- **To do**
The range starts at the line containing "Where can the black sneaker" and ends at the last line of the records below. Reproduce those lines exactly.

-------- Information

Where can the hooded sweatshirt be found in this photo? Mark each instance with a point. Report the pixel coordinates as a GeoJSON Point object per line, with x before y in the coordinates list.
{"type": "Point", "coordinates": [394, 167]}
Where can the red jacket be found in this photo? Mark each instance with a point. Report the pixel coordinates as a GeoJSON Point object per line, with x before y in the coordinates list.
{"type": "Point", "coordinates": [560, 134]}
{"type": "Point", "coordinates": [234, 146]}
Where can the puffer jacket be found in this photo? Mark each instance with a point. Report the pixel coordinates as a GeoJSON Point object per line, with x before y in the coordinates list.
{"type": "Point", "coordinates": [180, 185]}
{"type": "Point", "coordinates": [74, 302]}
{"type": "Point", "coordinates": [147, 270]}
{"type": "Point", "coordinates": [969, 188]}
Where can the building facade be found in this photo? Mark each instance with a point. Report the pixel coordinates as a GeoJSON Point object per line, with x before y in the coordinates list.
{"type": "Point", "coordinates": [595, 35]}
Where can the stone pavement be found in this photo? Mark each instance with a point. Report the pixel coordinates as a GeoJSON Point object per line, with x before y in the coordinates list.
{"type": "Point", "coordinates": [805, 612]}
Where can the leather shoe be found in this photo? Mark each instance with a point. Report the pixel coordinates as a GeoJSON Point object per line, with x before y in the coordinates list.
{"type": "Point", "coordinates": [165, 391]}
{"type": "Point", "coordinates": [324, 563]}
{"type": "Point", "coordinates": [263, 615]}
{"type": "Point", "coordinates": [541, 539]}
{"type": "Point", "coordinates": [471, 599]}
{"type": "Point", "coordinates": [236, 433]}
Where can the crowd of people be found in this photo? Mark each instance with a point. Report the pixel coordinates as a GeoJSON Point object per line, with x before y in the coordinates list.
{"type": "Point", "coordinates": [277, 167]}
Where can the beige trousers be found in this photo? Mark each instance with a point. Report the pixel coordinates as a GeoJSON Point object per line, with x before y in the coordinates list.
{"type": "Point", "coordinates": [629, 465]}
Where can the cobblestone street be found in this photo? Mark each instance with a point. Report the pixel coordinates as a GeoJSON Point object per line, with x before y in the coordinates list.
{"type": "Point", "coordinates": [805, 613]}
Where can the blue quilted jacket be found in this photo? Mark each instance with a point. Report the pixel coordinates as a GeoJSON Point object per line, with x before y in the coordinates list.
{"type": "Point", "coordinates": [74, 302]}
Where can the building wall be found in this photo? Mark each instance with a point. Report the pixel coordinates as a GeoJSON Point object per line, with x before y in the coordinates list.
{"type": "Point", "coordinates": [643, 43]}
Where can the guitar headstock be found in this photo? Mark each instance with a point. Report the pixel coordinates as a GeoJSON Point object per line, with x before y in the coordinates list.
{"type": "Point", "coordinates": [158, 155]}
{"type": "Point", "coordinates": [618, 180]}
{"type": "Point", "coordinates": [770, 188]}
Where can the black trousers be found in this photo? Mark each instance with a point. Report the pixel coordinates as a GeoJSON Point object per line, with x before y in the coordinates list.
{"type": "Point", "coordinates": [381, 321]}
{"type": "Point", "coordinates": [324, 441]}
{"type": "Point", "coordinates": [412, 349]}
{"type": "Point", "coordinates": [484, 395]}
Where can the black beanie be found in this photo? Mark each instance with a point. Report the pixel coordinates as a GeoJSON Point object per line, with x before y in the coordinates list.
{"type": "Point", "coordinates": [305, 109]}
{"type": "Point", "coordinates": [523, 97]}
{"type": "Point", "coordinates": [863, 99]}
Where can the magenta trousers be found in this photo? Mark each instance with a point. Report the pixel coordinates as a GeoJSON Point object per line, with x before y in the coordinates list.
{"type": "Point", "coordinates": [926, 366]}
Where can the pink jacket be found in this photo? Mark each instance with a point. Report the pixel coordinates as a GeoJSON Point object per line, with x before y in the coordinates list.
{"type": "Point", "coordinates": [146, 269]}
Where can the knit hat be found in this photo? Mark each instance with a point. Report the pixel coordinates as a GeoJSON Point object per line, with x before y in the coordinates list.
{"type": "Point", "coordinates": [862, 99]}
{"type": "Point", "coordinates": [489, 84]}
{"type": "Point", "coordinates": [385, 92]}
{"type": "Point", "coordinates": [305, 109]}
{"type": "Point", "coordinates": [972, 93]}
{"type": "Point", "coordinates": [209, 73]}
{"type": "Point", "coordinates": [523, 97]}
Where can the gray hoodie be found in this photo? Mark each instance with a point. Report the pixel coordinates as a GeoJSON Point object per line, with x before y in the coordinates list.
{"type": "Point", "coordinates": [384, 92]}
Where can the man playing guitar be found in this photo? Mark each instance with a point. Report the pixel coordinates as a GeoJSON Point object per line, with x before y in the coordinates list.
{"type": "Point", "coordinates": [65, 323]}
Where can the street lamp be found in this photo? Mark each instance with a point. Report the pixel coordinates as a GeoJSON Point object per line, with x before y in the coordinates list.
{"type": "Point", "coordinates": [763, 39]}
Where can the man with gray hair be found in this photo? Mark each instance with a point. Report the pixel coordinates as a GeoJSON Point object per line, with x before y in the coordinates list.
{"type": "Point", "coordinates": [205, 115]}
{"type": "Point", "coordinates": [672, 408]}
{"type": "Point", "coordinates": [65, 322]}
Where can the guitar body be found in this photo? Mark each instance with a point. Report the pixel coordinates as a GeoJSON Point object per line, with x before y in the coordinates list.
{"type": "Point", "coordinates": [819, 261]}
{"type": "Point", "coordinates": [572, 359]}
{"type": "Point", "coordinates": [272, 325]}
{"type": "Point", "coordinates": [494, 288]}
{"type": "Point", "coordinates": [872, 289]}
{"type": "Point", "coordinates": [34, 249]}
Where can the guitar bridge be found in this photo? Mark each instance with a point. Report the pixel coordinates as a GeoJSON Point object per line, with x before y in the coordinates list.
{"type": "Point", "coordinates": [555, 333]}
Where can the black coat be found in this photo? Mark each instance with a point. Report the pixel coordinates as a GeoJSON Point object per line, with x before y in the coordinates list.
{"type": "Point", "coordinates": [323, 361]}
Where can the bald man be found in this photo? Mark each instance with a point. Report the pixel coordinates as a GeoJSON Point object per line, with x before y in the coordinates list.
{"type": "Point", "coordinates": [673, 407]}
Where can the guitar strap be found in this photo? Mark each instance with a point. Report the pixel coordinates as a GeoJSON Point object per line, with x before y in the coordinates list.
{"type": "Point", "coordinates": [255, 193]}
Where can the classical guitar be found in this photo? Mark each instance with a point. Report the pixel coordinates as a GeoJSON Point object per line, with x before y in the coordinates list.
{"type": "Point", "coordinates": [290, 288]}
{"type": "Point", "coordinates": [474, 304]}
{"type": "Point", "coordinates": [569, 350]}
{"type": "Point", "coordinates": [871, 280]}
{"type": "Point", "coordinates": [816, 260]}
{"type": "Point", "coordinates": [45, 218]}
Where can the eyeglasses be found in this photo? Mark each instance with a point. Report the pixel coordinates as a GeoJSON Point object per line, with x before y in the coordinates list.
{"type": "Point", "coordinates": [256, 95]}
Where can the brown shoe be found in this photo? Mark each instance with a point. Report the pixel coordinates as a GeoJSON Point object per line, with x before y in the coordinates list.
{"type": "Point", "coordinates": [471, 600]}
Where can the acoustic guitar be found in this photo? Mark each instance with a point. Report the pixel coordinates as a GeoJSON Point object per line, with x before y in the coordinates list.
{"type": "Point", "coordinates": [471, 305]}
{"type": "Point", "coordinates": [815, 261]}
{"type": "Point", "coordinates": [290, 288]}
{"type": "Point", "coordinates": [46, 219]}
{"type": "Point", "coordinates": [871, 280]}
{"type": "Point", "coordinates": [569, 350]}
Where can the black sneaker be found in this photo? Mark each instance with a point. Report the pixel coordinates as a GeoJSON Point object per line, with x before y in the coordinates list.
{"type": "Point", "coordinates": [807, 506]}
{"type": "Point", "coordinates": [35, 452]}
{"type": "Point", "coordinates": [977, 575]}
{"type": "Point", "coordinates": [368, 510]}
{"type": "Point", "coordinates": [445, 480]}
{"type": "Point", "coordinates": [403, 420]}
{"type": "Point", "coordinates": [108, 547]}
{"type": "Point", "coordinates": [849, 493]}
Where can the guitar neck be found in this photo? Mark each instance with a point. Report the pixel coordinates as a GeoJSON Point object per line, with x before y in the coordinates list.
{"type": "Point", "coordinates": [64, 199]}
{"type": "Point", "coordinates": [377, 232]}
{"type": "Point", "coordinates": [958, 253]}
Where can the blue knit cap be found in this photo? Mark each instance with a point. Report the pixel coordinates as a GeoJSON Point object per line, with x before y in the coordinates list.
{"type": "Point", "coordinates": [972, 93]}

----------------

- **Output**
Where can the black sneaker be found in this photo? Mark each instance with a point. Report the pixel coordinates as a GeoJSON Point object per line, with x before y in the coordinates list.
{"type": "Point", "coordinates": [807, 506]}
{"type": "Point", "coordinates": [35, 452]}
{"type": "Point", "coordinates": [977, 575]}
{"type": "Point", "coordinates": [368, 510]}
{"type": "Point", "coordinates": [445, 480]}
{"type": "Point", "coordinates": [403, 420]}
{"type": "Point", "coordinates": [108, 547]}
{"type": "Point", "coordinates": [849, 493]}
Where can the guitar neck be found in this photo? Mark each instance with a point. Report the pixel coordinates as a GeoJSON Point object per line, with x before y in the coordinates list.
{"type": "Point", "coordinates": [64, 199]}
{"type": "Point", "coordinates": [377, 232]}
{"type": "Point", "coordinates": [958, 253]}
Where can the blue knit cap be found in this photo? Mark each instance with a point. Report the pixel coordinates as a GeoJSON Point object per line, with x before y in the coordinates list.
{"type": "Point", "coordinates": [972, 93]}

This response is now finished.